Look over the entries that follow. Report how many lines contain "below", with nothing else.

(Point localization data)
--- START ---
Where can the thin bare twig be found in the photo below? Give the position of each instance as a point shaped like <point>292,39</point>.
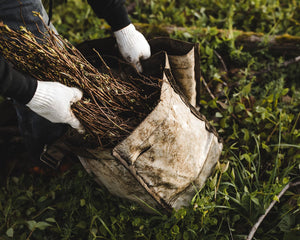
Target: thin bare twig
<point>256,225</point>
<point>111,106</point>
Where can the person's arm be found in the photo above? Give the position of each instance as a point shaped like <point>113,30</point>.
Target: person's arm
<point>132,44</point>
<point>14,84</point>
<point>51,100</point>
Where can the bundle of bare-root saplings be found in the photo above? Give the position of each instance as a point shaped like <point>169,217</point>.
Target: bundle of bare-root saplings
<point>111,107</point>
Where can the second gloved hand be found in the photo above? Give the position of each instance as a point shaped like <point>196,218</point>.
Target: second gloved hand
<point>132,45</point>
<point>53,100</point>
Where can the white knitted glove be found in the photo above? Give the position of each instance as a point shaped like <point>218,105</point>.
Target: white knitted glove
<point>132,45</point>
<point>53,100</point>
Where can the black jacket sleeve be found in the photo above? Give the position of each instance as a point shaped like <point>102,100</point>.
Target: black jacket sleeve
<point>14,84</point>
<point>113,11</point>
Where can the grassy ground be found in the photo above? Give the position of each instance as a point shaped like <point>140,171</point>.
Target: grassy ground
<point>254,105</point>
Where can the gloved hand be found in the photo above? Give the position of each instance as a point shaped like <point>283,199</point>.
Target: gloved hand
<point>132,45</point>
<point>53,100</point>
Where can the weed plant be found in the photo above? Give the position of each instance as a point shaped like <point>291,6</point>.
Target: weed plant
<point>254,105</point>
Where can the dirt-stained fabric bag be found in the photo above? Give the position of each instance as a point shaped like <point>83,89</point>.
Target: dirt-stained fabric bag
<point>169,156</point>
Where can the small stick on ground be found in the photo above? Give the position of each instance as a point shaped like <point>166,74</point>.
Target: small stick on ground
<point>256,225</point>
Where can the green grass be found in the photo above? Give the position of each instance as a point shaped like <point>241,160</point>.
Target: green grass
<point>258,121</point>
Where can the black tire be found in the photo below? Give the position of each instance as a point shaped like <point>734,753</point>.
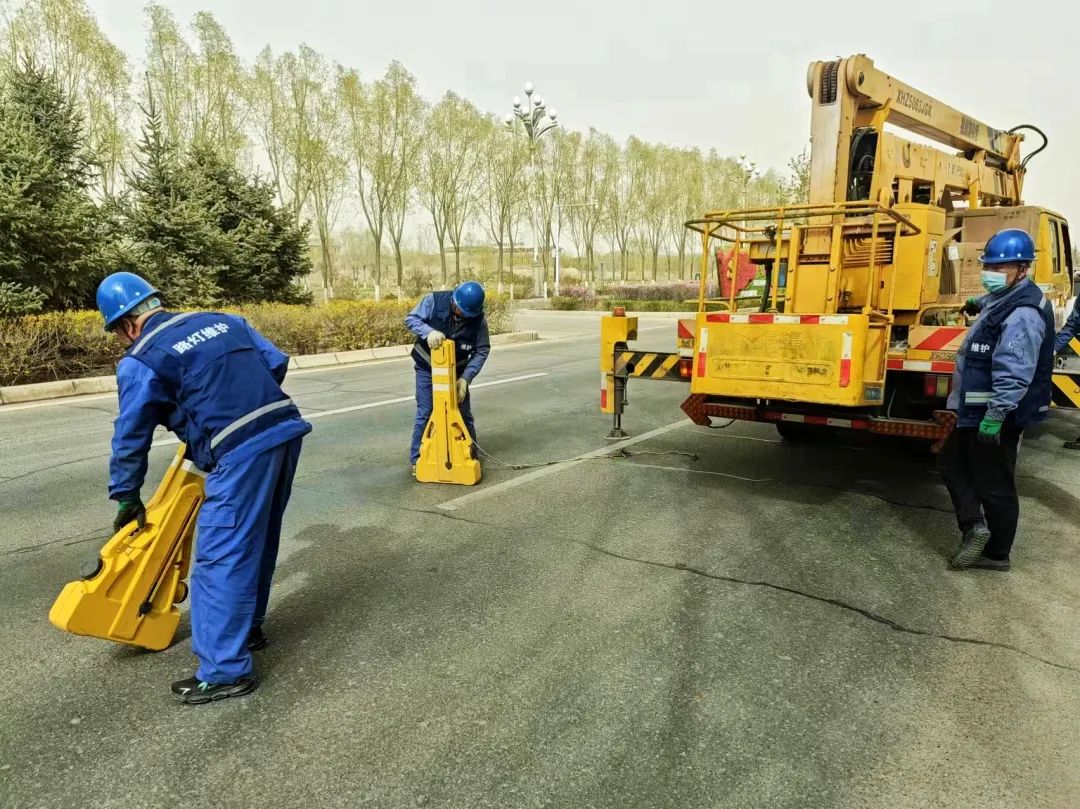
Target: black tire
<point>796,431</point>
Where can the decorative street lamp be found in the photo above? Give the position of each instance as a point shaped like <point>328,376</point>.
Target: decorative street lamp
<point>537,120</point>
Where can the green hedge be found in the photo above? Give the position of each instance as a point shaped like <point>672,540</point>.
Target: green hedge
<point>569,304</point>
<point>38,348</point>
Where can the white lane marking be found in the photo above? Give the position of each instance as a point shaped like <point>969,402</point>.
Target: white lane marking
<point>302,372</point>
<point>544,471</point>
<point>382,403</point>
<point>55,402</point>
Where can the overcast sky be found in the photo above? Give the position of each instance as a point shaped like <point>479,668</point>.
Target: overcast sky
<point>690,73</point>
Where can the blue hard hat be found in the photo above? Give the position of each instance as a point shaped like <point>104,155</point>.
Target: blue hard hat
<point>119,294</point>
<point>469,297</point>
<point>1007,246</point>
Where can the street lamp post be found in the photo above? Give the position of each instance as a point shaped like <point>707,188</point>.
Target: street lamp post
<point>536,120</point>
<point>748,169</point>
--- END ---
#### [Exercise result]
2